-- 文档片段 --
@rmokerone 2016-04-03T10:46:19.000000Z 字数 18283 阅读 510

Implementing our network to classify digits

ODOP

文章地址:
http://neuralnetworksanddeeplearning.com/chap1.html

实施我们的网络识别数字

来写一个程序去学习怎么使用随机梯度下降(stochastic gradient)和MNIST数据集去识别手写数字。我们使用一个仅仅74行程序的短小Python程序来做这件事。我们要做的第一件事是获取MNIST数据。如果你是git用户，你可以通过克隆本书的代码分支来获取的数据。

git clone https://github.com/mnielsen/neural-networks-and-deep-learning.git

如果你不使用git，你可以从这里下载数据.
顺便说下，当我在前面描述MNIST数据集时，我将它分成60000训练图像(training images)和10000测试图像(test images)，这是MNIST的官方描述。实际上，我们分割数据有些不同。我们的测试图像是一样，但是将60000-MNIST训练数据分割为两个部分，一个50000图像，用来训练我们的神经网络，和一个10000图像的验证数据集(validation set)。在本章我们没有用到验证数据集，但在本书的后续部分，我们将发现在指示如何确定神经网络的假设(例如学习速率，等等，这些并不能由我们的算法直接选择的参数)时非常有用。尽管，验证数据并不是原始MNIST规格指定的一部分，但很多人都用这种方式，并且使用验证数据在训练神经网络中是非常流行的。从此往后当我提到“MNIST训练数据"是指我们的50000图像数据集，并不是原始的60000图像数据集。
除了MNIST数据集，我们为了做线性代数还需要一个Python库叫Numpy。如果你还没有安装Numpy，你可以从这里获取到。

-- 任务要求 --
A) 在这份关于MNIST数字识别的文档片段里，原来的60000张MNIST训练图像被分成了哪两部分？
B) 接着这份关于MNIST数字识别的文档片段，从最后一句之后往下写。

目标点标注
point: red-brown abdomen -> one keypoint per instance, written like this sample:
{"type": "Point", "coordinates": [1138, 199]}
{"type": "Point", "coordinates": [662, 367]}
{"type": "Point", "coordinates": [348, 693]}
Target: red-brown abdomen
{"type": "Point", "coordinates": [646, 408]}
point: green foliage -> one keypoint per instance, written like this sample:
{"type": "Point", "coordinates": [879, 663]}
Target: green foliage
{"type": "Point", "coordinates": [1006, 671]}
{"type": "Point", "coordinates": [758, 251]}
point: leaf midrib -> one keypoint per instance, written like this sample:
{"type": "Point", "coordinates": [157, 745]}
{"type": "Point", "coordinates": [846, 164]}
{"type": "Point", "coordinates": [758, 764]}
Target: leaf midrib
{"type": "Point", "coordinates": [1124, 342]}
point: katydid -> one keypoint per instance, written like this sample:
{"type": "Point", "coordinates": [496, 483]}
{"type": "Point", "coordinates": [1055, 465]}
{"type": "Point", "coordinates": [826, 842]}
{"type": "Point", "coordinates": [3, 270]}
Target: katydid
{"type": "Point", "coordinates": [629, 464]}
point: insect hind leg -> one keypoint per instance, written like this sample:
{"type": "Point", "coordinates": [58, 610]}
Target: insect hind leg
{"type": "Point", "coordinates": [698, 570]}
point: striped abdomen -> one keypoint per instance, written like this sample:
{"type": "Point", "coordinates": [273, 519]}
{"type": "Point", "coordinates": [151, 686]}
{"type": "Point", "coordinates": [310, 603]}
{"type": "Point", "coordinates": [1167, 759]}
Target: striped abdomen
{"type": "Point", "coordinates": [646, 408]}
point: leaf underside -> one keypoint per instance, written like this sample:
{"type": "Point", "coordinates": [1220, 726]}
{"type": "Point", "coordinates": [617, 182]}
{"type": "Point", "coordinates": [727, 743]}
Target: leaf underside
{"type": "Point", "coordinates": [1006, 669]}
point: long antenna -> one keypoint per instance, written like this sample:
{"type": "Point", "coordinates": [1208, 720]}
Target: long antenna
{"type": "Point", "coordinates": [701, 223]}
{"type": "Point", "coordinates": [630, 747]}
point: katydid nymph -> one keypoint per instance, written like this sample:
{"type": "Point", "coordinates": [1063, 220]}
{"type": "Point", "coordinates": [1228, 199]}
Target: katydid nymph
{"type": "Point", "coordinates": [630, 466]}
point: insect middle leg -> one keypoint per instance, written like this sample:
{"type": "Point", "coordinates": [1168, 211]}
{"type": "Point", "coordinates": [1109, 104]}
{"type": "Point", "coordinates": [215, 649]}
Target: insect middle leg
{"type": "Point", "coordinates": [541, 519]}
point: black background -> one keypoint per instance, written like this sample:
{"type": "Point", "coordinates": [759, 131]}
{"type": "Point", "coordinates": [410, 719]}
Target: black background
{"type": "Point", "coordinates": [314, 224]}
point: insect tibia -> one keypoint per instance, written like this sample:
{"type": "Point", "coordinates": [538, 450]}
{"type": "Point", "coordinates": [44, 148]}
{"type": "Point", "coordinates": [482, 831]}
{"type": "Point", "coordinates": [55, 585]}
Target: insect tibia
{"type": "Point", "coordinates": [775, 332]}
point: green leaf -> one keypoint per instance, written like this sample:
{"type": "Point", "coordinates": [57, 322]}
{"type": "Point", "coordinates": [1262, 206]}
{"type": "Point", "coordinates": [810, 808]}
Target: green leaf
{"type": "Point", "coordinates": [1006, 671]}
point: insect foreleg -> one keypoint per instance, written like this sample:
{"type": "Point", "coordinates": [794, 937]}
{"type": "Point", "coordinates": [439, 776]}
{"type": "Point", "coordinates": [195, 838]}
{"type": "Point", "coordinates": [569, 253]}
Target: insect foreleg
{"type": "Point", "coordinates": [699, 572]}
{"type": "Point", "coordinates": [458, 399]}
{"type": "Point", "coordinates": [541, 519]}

-- 回答列表 --
A) 一部分是50000张图像，用来训练神经网络；另一部分是10000张图像，作为验证数据集。

B)
在给出全部代码之前，让我先来解释下神经网路代码的核心特征(core feature)。重点是一个Network类，我们用来表示神经网络。下面的代码用来初始化Network对象:

class Network(object):
    def __init__(self, sizes):
        self.num_layers = len(sizes)
        self.sizes = sizes
        self.biases = [np.random.randn(y, 1) for y in sizes[1:]]
        self.weights = [np.random.randn(y, x) 
                        for x, y in zip(sizes[:-1], sizes[1:])]

在上述代码中，sizes列表包含了各个层中的神经元数目。例如，我们想创建一个第一层两个神经元，第二层三个神经元，最后一层一个神经元的Network对象。我们可以用如下代码:

net = Network([2, 3, 1])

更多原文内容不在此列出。